(Data excerpts)
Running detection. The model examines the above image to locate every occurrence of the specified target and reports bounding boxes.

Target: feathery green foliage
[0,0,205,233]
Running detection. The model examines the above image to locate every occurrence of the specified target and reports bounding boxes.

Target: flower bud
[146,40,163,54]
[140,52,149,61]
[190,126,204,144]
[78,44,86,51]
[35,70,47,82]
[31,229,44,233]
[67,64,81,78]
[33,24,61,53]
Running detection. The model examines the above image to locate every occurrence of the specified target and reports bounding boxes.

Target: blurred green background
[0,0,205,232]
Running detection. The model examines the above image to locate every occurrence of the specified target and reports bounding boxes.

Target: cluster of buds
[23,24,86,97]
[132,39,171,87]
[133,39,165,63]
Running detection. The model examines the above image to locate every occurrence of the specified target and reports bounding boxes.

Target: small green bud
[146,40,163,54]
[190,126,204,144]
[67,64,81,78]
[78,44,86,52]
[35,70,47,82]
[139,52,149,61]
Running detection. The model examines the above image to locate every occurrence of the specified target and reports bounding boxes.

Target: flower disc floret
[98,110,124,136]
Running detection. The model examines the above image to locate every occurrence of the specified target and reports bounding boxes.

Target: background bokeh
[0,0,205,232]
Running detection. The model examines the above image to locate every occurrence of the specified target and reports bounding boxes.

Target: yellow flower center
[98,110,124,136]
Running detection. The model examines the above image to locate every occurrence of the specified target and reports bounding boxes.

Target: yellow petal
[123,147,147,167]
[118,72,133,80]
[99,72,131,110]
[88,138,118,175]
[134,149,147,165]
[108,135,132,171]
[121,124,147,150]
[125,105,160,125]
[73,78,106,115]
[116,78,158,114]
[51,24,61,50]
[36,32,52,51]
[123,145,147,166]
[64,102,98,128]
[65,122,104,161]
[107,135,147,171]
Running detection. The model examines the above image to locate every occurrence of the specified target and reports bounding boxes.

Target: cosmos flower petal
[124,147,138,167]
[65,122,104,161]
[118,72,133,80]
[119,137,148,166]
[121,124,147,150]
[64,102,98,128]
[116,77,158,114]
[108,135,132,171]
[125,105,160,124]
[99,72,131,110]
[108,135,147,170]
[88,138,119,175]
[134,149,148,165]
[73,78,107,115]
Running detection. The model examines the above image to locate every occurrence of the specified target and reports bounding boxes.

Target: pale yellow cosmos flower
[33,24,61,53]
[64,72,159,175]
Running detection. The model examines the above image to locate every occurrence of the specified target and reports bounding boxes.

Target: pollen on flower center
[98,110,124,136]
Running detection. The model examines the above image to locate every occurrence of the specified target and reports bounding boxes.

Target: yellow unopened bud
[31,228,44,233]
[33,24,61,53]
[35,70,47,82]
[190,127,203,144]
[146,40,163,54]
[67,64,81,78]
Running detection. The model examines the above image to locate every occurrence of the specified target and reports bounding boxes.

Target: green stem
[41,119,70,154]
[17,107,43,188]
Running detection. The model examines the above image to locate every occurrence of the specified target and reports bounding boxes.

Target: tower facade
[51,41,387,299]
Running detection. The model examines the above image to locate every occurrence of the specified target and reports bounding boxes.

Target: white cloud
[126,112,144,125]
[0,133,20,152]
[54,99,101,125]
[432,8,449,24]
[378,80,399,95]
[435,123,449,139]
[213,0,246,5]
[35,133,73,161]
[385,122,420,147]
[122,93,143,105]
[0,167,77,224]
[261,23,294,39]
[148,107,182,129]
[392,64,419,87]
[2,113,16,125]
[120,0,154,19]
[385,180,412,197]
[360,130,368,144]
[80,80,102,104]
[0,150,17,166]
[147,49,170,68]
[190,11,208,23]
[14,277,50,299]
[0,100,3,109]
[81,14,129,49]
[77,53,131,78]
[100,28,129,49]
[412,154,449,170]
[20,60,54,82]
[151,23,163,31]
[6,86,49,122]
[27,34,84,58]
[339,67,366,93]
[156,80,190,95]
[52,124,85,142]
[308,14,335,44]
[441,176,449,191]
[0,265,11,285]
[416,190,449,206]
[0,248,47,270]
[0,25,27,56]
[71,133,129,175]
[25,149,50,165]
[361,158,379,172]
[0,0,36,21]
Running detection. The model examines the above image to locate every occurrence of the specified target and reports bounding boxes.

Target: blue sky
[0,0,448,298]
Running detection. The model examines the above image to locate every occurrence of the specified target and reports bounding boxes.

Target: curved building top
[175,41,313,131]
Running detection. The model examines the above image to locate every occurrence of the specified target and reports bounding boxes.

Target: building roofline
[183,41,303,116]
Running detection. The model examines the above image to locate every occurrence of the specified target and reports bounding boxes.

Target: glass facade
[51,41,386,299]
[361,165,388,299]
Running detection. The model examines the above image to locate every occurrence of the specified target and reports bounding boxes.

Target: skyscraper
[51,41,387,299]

What needs to be done: Would you please reproduce the entries above word for word?

Answer space:
Running detection. The model examines the above image to locate every occurrence of the specified target and reports bounding boxes.

Target: feathery green foliage
[0,0,205,233]
Running detection. The model examines the above image to locate every occurrence of the specified target and reports bounding boxes.

Target: flower bud
[146,40,163,54]
[140,52,149,61]
[190,126,204,144]
[78,44,86,51]
[35,70,47,82]
[31,229,44,233]
[67,64,81,78]
[33,24,61,53]
Running detection. The model examines the above image to locate every occurrence of the specified target and reports bounding boxes.

Target: blurred green background
[0,0,205,232]
Running detection. The model examines the above image to locate every occurrence of the specified target and reports bounding boxes.

Target: cluster of buds
[23,24,86,97]
[132,39,171,87]
[133,39,165,63]
Running detection. The model examines the above image to locate every occurrence of the specified target and reports bounding boxes.

Target: small green bud
[146,40,163,54]
[190,126,204,144]
[67,64,81,78]
[78,44,86,52]
[35,70,47,82]
[139,52,149,61]
Running detection. The model examines the above image to locate every occurrence of the specified target and reports bounding boxes.

Target: flower disc floret
[98,110,124,136]
Running detection. The model examines the above image to locate every occurrence of the specified target and reports bounding boxes.

Target: background bokeh
[0,0,205,232]
Running detection. The model examines the above image to locate every occurrence of the specified target and reports bounding boxes.

Target: yellow flower center
[98,110,124,136]
Running detection. The model examines the above image to locate every occurrence of the specified target and reports bounding boxes.

Target: yellow petal
[123,147,147,167]
[118,72,133,80]
[99,72,131,110]
[88,138,118,175]
[134,149,147,165]
[108,135,132,171]
[121,124,147,150]
[125,105,160,125]
[73,78,106,115]
[116,78,158,114]
[51,24,61,50]
[36,32,52,51]
[123,145,147,166]
[64,102,98,128]
[65,122,104,161]
[107,135,147,171]
Running detection. The model examines the above image to locate every occurrence of the specified target and reports bounding boxes.

Target: cosmos flower petal
[124,147,138,167]
[65,122,104,161]
[118,72,133,80]
[119,137,148,166]
[121,124,147,150]
[64,102,98,128]
[116,77,158,114]
[108,135,132,171]
[125,105,160,124]
[99,72,131,110]
[108,135,147,170]
[88,138,119,175]
[134,149,148,165]
[73,78,107,115]
Running detection. The model examines the above image to locate every occurrence of the specified target and reports bounding boxes.

Target: pale yellow cosmos flower
[33,24,61,53]
[64,72,159,175]
Running detection. The model examines the above image to locate every occurrence of the specified target and reports bounding boxes.

Target: pollen on flower center
[98,110,124,136]
Running detection. The model examines the above image to locate every occurrence of the specified target and reports bounding boxes.

Target: yellow unopened bud
[31,228,44,233]
[33,24,61,53]
[35,70,47,82]
[190,127,203,144]
[146,40,163,54]
[67,64,81,78]
Running detection. The model examines the above image to locate every occurrence of the specified target and reports bounding boxes.

Target: green stem
[41,119,70,154]
[17,107,43,188]
Running detection. The model examines the above image to locate every occurrence of the specified target and reports bounding boxes.

Target: tower facade
[51,41,387,299]
Running detection. The model examines the above image to locate every occurrence of the specified target and reports bounding boxes.

Target: white cloud
[126,112,144,125]
[0,133,20,152]
[54,99,101,125]
[432,8,449,24]
[378,80,399,95]
[435,123,449,139]
[213,0,246,5]
[35,133,73,161]
[385,122,420,147]
[122,93,143,105]
[0,167,77,224]
[261,23,294,39]
[148,107,182,129]
[392,64,419,87]
[2,113,16,125]
[120,0,154,19]
[385,180,412,197]
[360,130,368,144]
[80,80,102,104]
[0,150,17,166]
[147,49,170,68]
[190,11,208,23]
[14,277,50,299]
[0,100,3,109]
[81,14,129,49]
[77,53,131,78]
[100,28,129,49]
[412,154,449,170]
[20,60,54,82]
[151,23,163,31]
[6,86,49,122]
[27,34,84,58]
[339,67,366,93]
[156,80,190,95]
[52,124,85,142]
[308,14,335,44]
[441,176,449,191]
[0,265,11,285]
[416,190,449,206]
[0,248,47,270]
[0,25,27,56]
[71,133,129,175]
[25,149,50,165]
[361,158,379,172]
[0,0,36,21]
Running detection. The model examines the above image to locate every occurrence of the specified target and reports bounding boxes.

Target: blue sky
[0,0,448,298]
Running detection. The model examines the above image to locate every occurrence of the specified target and reports bounding boxes.

Target: curved building top
[175,41,313,131]
Running detection. The model examines the above image to locate every occurrence of the specified target and reports bounding boxes.

Target: building roofline
[183,41,303,116]
Running detection. The model examines the above image to locate every occurrence of the specified target and reports bounding boxes.

Target: glass facade
[51,41,386,299]
[361,165,388,299]
Running detection. The model examines the above image to locate every occurrence of the specified target and reports bounding boxes.

Target: skyscraper
[51,41,387,299]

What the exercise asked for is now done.